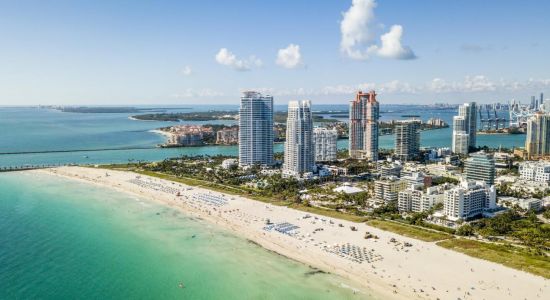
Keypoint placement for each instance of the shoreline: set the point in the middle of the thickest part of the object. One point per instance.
(401, 273)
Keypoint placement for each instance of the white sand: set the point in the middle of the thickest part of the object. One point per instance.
(423, 271)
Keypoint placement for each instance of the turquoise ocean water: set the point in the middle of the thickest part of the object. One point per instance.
(114, 138)
(61, 239)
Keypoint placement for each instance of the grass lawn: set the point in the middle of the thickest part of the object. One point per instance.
(510, 256)
(410, 231)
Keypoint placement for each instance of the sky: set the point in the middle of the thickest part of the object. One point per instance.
(121, 52)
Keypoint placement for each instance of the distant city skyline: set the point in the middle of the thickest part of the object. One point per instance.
(173, 52)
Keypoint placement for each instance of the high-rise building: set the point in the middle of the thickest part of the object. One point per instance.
(325, 144)
(388, 189)
(407, 139)
(469, 112)
(538, 171)
(460, 136)
(363, 126)
(537, 141)
(468, 200)
(255, 129)
(480, 166)
(299, 152)
(416, 200)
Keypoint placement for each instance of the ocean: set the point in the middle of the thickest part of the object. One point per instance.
(28, 134)
(62, 239)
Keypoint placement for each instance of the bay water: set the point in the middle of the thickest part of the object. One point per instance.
(63, 239)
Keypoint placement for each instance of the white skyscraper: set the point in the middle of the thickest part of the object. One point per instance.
(299, 152)
(324, 142)
(363, 126)
(469, 112)
(407, 139)
(469, 200)
(255, 129)
(460, 136)
(537, 141)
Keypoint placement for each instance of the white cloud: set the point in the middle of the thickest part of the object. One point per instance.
(186, 71)
(289, 57)
(192, 93)
(392, 46)
(226, 58)
(355, 28)
(357, 35)
(469, 85)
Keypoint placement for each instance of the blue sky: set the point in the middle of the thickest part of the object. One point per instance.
(171, 52)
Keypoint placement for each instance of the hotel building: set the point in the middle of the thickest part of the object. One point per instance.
(255, 129)
(299, 152)
(324, 142)
(407, 139)
(363, 126)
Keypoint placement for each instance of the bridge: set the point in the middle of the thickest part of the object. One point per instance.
(32, 167)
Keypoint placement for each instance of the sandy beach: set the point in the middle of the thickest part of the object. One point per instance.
(381, 268)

* _TASK PROMPT_: Everything from the line containing "Keypoint placement for each instance of the white cloud: set" through the last line above should be copied exactly, please, with nothing added.

* _SOLUTION TO THE PROBLEM_:
Keypoint placement for each instance of the white cloud: set the point in the middle of the thickest part of the object. One point per instance.
(186, 71)
(289, 57)
(192, 93)
(392, 46)
(226, 58)
(355, 28)
(357, 35)
(469, 85)
Keypoint placement for each instance of the blue sky: set the point in the middle of the thickest part of the object. One point per instance.
(171, 52)
Keypoint placement for each instance of the hotel building: set the point in the middle of the thickest part of the object. One point per instance.
(255, 129)
(299, 152)
(324, 142)
(407, 139)
(363, 126)
Keypoint placement for each instance of the bridge: set the point in the middle of the thickest part of the object. One point per instance.
(32, 167)
Keypoint placement for each instance of the sandy beach: set the point in the middle of the thickest part of the object. One point per instance.
(381, 268)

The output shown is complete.